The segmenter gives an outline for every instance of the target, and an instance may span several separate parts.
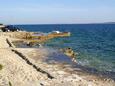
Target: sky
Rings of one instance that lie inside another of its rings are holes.
[[[115,0],[0,0],[0,23],[115,22]]]

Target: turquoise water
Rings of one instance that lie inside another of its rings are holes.
[[[69,31],[71,37],[55,38],[46,46],[71,47],[79,55],[78,64],[99,71],[115,72],[115,24],[17,25],[27,31]]]

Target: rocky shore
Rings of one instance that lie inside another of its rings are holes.
[[[51,59],[62,53],[45,47],[15,48],[11,41],[0,36],[0,86],[115,86],[112,79]]]

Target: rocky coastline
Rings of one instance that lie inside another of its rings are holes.
[[[3,33],[2,33],[3,34]],[[114,86],[111,78],[93,75],[80,68],[52,60],[51,57],[67,58],[46,47],[16,48],[18,40],[0,35],[0,86]],[[57,58],[58,59],[58,58]],[[67,58],[71,62],[70,58]],[[72,63],[72,62],[71,62]]]

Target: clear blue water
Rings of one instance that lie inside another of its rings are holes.
[[[99,71],[115,72],[115,24],[17,25],[27,31],[69,31],[70,37],[55,38],[45,45],[71,47],[79,55],[78,64]]]

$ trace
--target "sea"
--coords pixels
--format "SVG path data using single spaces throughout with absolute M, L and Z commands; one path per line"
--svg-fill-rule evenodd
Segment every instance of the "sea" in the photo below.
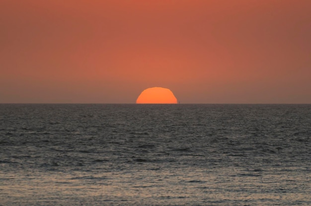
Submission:
M 311 205 L 311 104 L 0 104 L 0 206 Z

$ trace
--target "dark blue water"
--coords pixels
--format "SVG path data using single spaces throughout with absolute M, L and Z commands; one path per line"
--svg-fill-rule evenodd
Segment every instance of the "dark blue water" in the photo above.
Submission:
M 0 205 L 311 205 L 311 105 L 0 104 Z

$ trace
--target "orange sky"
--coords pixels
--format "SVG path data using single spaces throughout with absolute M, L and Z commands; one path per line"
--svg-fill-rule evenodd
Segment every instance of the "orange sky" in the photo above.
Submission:
M 2 0 L 0 103 L 311 103 L 310 0 Z

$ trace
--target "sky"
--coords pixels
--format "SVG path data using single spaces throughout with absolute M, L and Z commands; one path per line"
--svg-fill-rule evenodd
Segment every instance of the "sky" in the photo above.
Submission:
M 310 0 L 1 0 L 0 103 L 311 103 Z

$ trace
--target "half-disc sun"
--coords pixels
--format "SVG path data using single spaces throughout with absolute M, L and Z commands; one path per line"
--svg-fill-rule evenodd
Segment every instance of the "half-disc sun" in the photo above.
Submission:
M 177 99 L 171 90 L 152 87 L 144 90 L 136 100 L 137 104 L 176 104 Z

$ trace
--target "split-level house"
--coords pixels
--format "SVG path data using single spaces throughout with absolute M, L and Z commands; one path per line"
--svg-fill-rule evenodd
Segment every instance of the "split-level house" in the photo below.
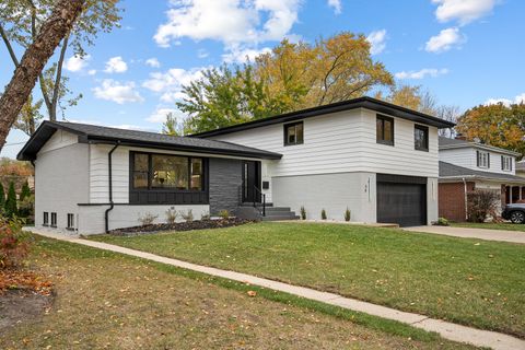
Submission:
M 400 225 L 438 219 L 438 130 L 453 124 L 370 97 L 172 137 L 44 121 L 18 155 L 35 165 L 35 224 L 82 234 L 222 210 L 246 218 Z
M 466 221 L 467 194 L 476 189 L 494 191 L 499 211 L 525 199 L 525 178 L 516 176 L 520 153 L 469 142 L 463 138 L 440 138 L 440 217 Z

=-=-=-=-=

**Exercise brief**. Copy the lines of the material above, starting with the line containing "Target: rocky coastline" and ending with the line containing "M 2 0 L 0 103 L 311 103 L 310 0 Z", both included. Leave the pictures out.

**Result of the exercise**.
Target: rocky coastline
Rings of one instance that lie inside another of its rings are holes.
[[[3,33],[2,33],[3,34]],[[114,86],[111,78],[93,75],[80,68],[52,60],[51,57],[67,58],[46,47],[16,48],[18,40],[0,35],[0,86]],[[57,58],[58,59],[58,58]],[[67,58],[71,62],[70,58]],[[72,63],[72,62],[71,62]]]

Target: clear blue water
Rings of one instance that lie inside another of its rings are holes.
[[[99,71],[115,72],[115,24],[17,25],[27,31],[69,31],[70,37],[55,38],[45,45],[71,47],[79,55],[78,64]]]

$ trace
--target "sea"
--coords pixels
--format "SVG path data using single spaces throughout with absolute M, L and Z commands; one path per line"
--svg-fill-rule evenodd
Segment every instance of the "sea" in the photo below.
Submission:
M 311 205 L 311 104 L 0 104 L 0 206 Z

$ trace
--target "dark blue water"
--coords pixels
--format "SVG path data using single spaces throughout with absolute M, L and Z commands; one path per line"
--svg-fill-rule evenodd
Segment every instance of the "dark blue water" in the photo above.
Submission:
M 0 205 L 311 205 L 311 105 L 0 104 Z

$ trace
--target "orange sky"
--coords pixels
--format "SVG path data using single spaces throughout with absolute M, L and Z commands; one path per line"
--svg-fill-rule evenodd
Segment every instance of the "orange sky" in the photo above.
Submission:
M 2 0 L 0 103 L 311 103 L 310 0 Z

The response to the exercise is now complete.